WHAT YOU WILL DO:
Give as output the line that contains "For the benchmark, drop one pin per instance of the tree", followed by every remaining line of the entries, unchanged and with nothing added.

Lines of data

•••••

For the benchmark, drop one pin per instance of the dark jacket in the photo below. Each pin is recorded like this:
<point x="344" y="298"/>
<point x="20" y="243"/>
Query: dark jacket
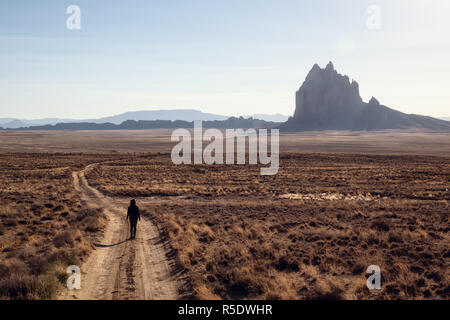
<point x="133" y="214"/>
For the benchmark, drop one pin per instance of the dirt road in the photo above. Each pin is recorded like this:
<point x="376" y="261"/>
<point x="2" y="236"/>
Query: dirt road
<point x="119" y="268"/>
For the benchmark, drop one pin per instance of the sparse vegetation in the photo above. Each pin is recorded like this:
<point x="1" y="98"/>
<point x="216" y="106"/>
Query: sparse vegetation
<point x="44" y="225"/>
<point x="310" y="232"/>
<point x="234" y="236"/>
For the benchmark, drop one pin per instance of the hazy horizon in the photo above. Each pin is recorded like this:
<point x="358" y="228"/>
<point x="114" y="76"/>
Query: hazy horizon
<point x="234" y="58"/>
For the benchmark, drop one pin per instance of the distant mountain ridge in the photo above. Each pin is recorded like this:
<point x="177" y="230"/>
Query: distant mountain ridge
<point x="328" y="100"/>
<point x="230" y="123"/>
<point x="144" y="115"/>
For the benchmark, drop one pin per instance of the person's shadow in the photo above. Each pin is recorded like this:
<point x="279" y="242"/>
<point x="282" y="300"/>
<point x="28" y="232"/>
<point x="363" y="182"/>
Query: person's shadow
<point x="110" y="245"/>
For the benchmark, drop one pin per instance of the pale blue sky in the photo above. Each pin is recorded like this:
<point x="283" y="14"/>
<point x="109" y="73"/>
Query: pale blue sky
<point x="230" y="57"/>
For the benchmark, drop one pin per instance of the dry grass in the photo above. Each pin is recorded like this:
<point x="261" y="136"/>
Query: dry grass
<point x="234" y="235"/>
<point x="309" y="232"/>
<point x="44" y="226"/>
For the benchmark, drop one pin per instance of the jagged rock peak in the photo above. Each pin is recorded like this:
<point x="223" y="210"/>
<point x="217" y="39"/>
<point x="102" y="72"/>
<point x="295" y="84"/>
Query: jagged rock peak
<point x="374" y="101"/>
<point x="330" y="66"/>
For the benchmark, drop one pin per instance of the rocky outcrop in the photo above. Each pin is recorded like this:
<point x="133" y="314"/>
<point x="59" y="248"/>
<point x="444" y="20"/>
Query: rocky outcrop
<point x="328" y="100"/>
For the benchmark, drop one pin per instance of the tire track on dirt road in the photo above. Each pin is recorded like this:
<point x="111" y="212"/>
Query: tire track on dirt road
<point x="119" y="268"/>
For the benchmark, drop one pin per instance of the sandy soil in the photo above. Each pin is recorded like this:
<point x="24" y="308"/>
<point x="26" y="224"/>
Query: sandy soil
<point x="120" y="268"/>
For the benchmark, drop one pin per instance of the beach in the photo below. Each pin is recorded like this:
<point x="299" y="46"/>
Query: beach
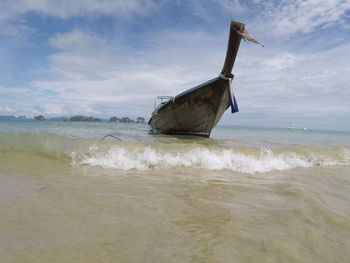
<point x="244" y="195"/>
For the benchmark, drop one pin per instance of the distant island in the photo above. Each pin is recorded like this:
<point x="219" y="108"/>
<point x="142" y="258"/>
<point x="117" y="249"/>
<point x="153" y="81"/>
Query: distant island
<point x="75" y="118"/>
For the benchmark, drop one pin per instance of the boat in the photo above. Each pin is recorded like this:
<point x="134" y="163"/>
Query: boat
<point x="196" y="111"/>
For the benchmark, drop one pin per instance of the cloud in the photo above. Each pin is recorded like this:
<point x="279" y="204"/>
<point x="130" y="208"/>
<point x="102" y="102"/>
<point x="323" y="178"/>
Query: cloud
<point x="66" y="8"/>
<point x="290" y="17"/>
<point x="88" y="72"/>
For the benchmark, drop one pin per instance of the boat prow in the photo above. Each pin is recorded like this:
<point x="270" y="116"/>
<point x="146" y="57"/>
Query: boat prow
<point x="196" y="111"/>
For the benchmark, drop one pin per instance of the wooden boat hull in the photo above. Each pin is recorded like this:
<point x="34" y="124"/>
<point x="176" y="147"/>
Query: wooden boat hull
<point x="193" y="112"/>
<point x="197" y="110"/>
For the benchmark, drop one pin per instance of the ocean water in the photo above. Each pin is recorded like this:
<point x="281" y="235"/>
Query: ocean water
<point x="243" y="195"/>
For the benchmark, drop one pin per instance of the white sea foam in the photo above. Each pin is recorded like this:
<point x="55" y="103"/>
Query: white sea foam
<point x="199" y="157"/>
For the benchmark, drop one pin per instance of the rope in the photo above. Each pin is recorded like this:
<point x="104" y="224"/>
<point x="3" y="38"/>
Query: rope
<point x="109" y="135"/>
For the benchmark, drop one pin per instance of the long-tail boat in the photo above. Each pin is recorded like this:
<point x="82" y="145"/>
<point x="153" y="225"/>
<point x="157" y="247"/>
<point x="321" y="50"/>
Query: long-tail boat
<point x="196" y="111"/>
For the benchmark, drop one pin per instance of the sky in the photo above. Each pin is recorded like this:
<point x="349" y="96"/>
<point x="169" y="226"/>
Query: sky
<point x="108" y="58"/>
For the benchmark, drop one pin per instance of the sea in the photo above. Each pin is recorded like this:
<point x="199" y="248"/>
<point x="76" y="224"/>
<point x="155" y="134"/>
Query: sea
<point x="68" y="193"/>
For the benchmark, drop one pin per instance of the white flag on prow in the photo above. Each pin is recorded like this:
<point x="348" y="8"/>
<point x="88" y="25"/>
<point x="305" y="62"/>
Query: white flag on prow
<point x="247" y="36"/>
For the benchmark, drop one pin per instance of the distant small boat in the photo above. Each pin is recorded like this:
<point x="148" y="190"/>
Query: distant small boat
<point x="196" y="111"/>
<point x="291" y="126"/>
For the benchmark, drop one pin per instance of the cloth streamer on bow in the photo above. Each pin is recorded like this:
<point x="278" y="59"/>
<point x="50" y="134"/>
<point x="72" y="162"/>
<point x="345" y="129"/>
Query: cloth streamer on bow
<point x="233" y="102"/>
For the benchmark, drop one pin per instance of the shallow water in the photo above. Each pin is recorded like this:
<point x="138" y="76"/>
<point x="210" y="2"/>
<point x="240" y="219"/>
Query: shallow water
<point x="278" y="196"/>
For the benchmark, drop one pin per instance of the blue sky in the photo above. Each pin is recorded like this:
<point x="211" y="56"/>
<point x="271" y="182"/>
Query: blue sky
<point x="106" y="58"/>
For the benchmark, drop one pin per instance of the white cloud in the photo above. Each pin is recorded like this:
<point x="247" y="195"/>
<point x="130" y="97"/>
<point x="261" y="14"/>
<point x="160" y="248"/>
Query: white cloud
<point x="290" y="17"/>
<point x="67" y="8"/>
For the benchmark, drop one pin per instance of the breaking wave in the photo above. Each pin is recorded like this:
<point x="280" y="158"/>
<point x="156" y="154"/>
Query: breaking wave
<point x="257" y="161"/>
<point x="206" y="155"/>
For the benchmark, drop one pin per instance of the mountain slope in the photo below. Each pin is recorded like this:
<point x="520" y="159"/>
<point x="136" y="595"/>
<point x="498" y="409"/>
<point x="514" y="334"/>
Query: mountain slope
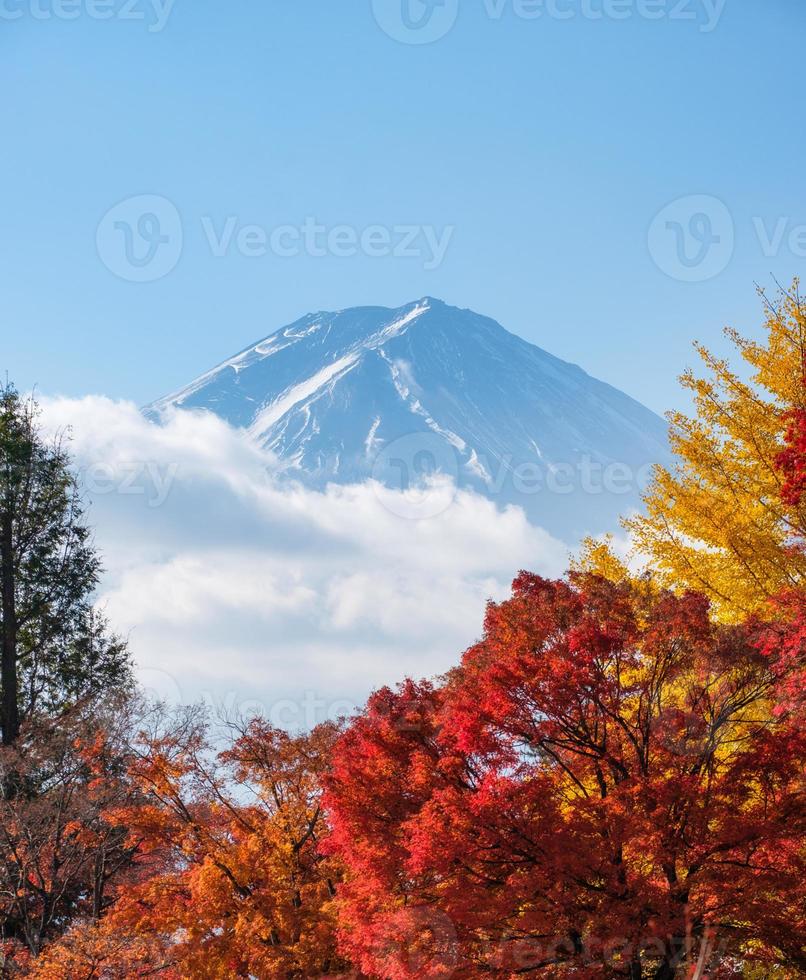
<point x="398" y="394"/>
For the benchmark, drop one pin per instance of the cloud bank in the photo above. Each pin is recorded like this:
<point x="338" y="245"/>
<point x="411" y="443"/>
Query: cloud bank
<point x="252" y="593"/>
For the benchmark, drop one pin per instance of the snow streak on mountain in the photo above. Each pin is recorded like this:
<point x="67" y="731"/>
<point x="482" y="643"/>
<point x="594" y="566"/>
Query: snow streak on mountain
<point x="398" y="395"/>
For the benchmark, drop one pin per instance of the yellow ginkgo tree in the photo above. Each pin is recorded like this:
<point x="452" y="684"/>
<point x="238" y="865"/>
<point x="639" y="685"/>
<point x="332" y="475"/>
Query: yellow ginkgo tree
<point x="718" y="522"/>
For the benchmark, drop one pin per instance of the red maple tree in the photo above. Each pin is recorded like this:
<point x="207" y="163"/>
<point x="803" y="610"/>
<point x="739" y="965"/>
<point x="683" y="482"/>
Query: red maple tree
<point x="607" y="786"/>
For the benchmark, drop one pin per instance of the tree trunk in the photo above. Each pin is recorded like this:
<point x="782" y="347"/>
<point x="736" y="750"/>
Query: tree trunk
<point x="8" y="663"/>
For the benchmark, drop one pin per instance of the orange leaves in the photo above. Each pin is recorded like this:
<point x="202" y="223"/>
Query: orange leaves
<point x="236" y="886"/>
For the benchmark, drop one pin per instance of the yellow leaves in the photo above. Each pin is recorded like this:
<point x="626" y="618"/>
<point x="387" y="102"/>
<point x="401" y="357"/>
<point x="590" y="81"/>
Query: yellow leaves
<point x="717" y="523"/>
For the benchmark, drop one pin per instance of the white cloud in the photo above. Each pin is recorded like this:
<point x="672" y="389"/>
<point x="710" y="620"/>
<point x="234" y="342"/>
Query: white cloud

•••••

REPLY TO THE TASK:
For the benchmark, drop one pin per instance of the tree trunk in the photo above. Each pin is recorded like this:
<point x="782" y="347"/>
<point x="736" y="750"/>
Query: tree trunk
<point x="8" y="663"/>
For the benchmark, drop one pin per instance of the orange leaves in the photo above. Each pin is recorded like this:
<point x="202" y="223"/>
Query: orange leaves
<point x="236" y="886"/>
For the benchmark, drop one pin per instance of the yellow leaves in the photo above. Each pin is recorded like this:
<point x="626" y="618"/>
<point x="387" y="102"/>
<point x="401" y="357"/>
<point x="590" y="81"/>
Query: yellow leaves
<point x="717" y="523"/>
For the benchmark, drop one pin per instance of the white cloud in the photo above. Each pin is recorded like this:
<point x="672" y="389"/>
<point x="710" y="620"/>
<point x="234" y="342"/>
Query: white cloud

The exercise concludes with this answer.